- [WORK ITEM] As soon as the line containing "For the audit, pick out each instance of the yellow hard" appears in the material below, start returning lines exactly, and end with the line containing "Target: plaid shirt".

+--

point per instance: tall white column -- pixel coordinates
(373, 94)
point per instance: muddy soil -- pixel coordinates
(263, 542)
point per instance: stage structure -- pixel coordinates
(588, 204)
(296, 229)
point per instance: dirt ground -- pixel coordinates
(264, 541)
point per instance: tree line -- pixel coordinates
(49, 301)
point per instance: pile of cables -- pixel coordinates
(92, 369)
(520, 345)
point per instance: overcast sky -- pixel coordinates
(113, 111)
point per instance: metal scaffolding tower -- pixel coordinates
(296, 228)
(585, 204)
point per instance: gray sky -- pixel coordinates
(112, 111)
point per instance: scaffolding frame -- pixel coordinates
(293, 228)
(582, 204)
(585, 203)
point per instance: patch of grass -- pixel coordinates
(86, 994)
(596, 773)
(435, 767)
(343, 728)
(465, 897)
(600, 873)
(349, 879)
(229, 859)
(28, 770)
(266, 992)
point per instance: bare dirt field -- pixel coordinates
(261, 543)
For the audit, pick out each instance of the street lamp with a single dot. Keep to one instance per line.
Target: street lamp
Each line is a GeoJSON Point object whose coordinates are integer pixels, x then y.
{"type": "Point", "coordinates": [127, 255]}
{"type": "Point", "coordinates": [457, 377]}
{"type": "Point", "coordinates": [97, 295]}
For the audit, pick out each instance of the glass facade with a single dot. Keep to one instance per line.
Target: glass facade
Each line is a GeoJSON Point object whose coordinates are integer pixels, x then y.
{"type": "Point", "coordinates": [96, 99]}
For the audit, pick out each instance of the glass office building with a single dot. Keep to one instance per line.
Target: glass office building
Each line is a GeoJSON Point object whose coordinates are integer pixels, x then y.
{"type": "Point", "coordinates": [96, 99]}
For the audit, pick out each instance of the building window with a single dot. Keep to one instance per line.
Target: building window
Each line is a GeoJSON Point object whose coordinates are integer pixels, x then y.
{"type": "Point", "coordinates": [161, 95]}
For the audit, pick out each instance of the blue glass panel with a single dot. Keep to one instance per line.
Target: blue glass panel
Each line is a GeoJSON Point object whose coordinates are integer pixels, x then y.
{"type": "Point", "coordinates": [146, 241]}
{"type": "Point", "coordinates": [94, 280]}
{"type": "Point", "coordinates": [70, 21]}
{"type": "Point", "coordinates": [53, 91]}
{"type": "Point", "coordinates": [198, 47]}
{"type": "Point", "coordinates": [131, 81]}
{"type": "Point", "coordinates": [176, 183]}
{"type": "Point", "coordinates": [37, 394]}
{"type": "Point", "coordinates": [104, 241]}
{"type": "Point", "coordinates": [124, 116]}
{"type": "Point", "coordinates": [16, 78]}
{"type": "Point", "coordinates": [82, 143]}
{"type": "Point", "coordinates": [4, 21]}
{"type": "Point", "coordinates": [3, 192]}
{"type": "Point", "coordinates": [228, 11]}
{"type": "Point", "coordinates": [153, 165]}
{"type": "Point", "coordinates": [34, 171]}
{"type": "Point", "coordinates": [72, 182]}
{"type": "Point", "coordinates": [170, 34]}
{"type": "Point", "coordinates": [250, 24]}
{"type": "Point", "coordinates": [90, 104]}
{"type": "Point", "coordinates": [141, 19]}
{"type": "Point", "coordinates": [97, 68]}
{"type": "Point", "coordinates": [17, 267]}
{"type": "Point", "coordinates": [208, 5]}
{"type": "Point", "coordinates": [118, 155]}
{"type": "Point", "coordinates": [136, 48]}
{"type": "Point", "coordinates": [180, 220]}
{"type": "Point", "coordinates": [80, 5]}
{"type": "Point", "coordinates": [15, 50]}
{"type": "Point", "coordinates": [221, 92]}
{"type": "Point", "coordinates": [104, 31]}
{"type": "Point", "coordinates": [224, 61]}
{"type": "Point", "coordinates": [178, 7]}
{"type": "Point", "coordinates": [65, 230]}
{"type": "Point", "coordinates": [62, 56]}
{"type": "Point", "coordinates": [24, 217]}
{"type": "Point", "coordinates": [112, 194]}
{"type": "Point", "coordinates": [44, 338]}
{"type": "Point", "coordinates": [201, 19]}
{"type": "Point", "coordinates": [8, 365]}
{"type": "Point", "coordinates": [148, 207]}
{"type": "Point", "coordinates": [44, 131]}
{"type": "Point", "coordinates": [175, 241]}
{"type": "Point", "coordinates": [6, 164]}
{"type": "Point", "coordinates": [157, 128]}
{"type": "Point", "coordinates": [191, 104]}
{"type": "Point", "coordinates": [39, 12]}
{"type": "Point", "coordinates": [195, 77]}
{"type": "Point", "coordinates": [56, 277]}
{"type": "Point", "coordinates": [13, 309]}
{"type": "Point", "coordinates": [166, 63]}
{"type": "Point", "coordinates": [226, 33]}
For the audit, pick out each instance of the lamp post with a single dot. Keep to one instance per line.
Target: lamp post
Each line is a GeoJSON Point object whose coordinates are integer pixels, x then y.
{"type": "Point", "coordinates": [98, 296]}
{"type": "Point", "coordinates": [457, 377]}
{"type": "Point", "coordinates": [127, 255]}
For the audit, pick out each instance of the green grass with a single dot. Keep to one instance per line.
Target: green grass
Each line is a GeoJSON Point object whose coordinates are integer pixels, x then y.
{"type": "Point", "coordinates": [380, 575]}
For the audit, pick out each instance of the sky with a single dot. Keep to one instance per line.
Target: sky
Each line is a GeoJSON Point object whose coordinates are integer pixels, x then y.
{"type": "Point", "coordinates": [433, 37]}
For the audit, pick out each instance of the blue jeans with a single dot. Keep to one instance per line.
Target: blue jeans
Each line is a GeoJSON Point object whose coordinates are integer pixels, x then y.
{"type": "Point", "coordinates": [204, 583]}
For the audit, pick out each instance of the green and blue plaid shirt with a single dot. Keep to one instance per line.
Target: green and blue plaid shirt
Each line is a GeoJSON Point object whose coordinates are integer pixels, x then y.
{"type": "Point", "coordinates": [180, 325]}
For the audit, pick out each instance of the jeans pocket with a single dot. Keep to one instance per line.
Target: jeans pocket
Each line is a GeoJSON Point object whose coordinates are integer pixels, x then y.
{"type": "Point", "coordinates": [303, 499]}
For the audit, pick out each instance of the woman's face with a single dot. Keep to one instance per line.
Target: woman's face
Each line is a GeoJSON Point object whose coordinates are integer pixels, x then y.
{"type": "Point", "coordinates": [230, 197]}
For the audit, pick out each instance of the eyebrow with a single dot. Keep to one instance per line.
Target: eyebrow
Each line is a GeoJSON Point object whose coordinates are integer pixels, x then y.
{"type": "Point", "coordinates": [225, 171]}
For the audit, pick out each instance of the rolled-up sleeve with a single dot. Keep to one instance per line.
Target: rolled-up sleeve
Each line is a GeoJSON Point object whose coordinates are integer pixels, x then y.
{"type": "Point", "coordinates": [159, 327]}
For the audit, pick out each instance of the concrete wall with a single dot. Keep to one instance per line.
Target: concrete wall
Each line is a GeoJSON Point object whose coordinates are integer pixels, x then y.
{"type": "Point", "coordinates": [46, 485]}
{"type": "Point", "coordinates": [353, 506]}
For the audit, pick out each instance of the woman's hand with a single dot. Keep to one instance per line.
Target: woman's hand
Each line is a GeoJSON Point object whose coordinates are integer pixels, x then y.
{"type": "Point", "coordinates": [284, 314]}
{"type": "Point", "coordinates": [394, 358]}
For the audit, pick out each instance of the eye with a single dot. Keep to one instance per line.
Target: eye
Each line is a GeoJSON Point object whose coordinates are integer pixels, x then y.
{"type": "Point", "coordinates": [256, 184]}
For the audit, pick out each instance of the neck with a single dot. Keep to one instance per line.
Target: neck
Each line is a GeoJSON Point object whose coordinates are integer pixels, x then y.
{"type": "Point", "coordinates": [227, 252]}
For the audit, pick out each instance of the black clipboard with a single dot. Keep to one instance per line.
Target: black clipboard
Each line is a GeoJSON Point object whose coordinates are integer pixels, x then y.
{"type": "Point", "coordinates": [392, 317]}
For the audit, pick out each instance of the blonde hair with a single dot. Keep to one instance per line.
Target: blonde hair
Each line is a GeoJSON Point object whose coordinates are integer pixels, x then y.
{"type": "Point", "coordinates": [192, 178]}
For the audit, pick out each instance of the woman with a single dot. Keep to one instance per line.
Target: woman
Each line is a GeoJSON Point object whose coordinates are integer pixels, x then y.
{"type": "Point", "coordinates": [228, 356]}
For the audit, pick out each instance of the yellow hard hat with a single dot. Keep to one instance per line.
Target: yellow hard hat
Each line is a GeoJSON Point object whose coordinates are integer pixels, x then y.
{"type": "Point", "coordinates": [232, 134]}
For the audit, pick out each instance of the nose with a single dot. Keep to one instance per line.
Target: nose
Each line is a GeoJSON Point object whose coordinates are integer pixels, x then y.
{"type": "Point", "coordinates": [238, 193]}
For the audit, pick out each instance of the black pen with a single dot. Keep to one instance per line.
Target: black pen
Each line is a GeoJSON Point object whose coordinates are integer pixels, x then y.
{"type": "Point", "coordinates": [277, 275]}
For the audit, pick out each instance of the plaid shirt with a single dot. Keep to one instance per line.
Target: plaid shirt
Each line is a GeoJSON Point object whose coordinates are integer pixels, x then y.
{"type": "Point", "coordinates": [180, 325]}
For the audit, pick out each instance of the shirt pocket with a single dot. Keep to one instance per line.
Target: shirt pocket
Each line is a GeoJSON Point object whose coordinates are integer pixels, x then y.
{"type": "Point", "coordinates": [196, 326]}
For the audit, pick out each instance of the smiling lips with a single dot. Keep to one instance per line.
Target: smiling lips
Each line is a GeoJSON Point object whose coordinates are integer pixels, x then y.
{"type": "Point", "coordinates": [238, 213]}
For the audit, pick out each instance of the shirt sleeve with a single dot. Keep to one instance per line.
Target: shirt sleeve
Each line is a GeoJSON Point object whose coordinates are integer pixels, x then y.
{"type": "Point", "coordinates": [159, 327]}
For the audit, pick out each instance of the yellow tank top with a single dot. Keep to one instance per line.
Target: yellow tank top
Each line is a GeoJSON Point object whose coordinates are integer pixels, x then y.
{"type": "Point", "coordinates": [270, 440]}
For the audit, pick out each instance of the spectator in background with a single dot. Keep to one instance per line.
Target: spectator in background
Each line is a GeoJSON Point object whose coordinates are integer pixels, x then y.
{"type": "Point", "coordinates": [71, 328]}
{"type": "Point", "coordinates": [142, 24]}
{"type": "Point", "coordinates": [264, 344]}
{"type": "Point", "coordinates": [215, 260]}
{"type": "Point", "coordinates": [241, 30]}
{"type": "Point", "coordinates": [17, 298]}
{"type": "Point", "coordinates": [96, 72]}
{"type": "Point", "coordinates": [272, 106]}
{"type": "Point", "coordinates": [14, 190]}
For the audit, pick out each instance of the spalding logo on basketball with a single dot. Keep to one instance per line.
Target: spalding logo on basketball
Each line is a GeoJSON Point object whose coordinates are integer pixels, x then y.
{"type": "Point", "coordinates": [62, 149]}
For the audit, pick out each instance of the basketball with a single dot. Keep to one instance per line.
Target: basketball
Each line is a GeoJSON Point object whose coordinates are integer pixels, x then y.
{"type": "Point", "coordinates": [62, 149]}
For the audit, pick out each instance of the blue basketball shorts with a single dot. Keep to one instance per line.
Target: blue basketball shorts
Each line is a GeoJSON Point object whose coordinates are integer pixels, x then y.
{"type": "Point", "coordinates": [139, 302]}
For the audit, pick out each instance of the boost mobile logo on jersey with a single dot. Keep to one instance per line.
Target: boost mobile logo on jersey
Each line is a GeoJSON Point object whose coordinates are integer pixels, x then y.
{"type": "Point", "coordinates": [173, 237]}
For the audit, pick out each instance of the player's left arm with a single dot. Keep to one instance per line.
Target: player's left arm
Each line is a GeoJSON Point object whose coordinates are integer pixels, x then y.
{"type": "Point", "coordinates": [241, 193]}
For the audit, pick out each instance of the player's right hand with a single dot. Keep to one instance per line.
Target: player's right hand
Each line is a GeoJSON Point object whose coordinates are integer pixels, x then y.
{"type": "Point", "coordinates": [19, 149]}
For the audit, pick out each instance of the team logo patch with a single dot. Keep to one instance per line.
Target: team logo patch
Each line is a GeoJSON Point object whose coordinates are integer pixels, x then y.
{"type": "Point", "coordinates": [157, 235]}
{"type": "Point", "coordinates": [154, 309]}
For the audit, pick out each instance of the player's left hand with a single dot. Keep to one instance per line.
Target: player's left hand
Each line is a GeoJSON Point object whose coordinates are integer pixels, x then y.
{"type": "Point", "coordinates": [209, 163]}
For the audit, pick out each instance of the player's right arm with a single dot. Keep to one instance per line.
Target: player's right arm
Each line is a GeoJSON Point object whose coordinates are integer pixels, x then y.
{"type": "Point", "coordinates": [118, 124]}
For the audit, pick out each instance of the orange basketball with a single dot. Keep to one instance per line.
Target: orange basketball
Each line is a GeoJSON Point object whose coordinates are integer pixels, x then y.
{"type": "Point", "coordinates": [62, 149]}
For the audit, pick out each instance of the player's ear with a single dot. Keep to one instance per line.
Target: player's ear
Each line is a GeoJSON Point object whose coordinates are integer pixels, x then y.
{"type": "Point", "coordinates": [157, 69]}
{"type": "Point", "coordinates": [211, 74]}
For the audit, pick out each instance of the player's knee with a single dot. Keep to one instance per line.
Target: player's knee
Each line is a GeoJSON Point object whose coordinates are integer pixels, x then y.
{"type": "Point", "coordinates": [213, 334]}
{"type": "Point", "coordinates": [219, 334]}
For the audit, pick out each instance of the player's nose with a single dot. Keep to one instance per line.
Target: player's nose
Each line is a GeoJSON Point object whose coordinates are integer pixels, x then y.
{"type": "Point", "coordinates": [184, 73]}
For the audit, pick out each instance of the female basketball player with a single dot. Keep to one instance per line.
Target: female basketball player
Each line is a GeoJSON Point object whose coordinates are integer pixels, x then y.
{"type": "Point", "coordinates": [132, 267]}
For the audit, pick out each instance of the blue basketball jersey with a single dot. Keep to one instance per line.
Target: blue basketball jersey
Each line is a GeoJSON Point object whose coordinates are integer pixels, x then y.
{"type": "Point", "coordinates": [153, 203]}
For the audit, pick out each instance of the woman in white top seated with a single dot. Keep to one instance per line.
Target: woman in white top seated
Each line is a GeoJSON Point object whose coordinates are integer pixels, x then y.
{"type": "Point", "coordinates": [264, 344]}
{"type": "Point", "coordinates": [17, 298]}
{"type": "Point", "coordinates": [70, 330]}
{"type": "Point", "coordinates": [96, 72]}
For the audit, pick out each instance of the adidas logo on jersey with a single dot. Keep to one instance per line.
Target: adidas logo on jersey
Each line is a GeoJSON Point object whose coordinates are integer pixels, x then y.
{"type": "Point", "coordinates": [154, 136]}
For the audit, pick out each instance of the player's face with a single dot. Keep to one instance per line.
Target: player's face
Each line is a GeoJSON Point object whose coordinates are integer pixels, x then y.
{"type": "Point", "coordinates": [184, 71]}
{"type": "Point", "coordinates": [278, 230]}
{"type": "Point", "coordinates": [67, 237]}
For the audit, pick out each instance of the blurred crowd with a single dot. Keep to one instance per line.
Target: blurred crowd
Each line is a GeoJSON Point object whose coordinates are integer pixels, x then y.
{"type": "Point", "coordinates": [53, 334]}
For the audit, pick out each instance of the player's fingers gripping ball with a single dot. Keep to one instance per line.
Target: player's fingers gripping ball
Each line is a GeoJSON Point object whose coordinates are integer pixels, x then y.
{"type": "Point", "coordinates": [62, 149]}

+--

- [SOLUTION BELOW]
For the audit, pick out each instance of the yellow hard hat with a single dot. Keep to one instance per line.
Target: yellow hard hat
Each line is a GeoJSON Point object whose coordinates are integer pixels, x then y.
{"type": "Point", "coordinates": [232, 134]}
For the audit, pick out each instance of the nose with a single dot. Keep to one instance per line.
Target: nose
Each line is a GeoJSON Point object whose coordinates are integer pixels, x then y.
{"type": "Point", "coordinates": [238, 193]}
For the audit, pick out each instance of the black pen with a single dot. Keep to one instance per line.
Target: black pen
Each line is a GeoJSON Point object whose coordinates are integer pixels, x then y.
{"type": "Point", "coordinates": [277, 275]}
For the audit, pick out each instance of the plaid shirt with a single dot. Keep to one instance per line.
Target: plaid shirt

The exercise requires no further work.